Provided passage:
::::
We'd like to use the same mathematics to describe particle interactions in a laboratory, which assuredly does not satisfy the above conditions. And indeed this works. However the price you pay for this, is that the distinction between real and virtual can be made arbitrarily small. So while it's true that the virtual particles don't have a state in this picture, NEITHER DO THE REAL 'realworld' particles.
 
  • #84
Haelfix said:
Virtual particles do not have a state. They do not even have energy-time uncertainty relationships full stop, period. At the level of the mathematics, this is completely unambigous.
It's good that we agree on this.

Haelfix said:
The problem is the model we use of the real world is not isomorphic to the above model, it is an approximation. The above model describes an idealized world where you measure particles off at infinity (and it makes certain assumptions about clustering, the asymptotic boundary conditions must be specified, and strictly speaking is only valid for nonabelian gauge fields, and really requires a lattice cutoff as well as perfect physically impossible detectors etc etc).
::::
Task objective:
Translate this sentence from the virtual particles discussion into French: "Virtual particles do not have a state."

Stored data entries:
::::
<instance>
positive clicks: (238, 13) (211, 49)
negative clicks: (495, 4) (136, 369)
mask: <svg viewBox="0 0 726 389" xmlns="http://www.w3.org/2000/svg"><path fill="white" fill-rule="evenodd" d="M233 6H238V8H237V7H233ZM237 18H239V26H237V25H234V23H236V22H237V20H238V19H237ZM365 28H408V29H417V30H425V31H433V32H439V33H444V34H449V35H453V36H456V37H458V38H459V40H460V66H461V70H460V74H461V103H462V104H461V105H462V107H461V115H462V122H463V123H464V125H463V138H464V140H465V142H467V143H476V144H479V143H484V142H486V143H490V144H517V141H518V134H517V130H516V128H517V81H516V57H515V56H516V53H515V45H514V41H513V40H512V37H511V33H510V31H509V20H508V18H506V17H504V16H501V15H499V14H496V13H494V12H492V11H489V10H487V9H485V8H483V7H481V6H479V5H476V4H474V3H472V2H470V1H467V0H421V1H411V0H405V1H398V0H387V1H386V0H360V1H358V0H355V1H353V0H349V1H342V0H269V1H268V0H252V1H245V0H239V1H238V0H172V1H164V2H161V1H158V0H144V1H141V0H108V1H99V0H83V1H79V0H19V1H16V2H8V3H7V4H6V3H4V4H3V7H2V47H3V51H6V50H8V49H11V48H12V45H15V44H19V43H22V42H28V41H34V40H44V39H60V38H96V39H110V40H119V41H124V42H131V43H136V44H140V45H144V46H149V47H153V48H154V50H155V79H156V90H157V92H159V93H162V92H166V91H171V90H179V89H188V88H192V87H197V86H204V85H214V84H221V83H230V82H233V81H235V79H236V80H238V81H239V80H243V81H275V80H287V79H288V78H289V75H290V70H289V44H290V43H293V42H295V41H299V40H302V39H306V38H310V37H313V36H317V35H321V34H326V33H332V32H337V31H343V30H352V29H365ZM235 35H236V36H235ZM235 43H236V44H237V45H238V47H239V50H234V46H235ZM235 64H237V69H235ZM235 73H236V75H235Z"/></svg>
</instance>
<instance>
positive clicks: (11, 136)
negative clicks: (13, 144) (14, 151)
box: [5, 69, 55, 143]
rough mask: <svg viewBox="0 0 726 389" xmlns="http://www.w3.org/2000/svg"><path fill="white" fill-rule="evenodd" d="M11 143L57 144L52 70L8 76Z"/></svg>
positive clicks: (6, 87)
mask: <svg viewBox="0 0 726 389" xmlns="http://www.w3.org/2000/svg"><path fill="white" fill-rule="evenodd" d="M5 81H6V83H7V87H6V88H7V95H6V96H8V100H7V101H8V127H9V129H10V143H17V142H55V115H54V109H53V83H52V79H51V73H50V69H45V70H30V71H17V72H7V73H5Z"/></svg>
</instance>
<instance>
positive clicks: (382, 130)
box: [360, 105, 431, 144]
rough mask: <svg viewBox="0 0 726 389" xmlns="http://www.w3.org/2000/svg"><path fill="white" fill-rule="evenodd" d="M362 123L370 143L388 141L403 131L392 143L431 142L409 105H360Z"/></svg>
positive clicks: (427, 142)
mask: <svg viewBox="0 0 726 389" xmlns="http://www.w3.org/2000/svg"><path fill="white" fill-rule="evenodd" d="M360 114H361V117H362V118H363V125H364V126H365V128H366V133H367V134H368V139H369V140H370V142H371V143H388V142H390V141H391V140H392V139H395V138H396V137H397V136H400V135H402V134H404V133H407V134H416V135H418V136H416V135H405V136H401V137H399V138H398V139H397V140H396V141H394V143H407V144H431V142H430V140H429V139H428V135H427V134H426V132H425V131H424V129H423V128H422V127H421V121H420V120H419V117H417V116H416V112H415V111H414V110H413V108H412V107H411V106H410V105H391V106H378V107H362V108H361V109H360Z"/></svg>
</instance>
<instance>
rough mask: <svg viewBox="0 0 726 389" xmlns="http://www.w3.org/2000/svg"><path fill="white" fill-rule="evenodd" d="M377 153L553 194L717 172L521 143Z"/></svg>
::::
Task output:
Les particules virtuelles n'ont pas d'état.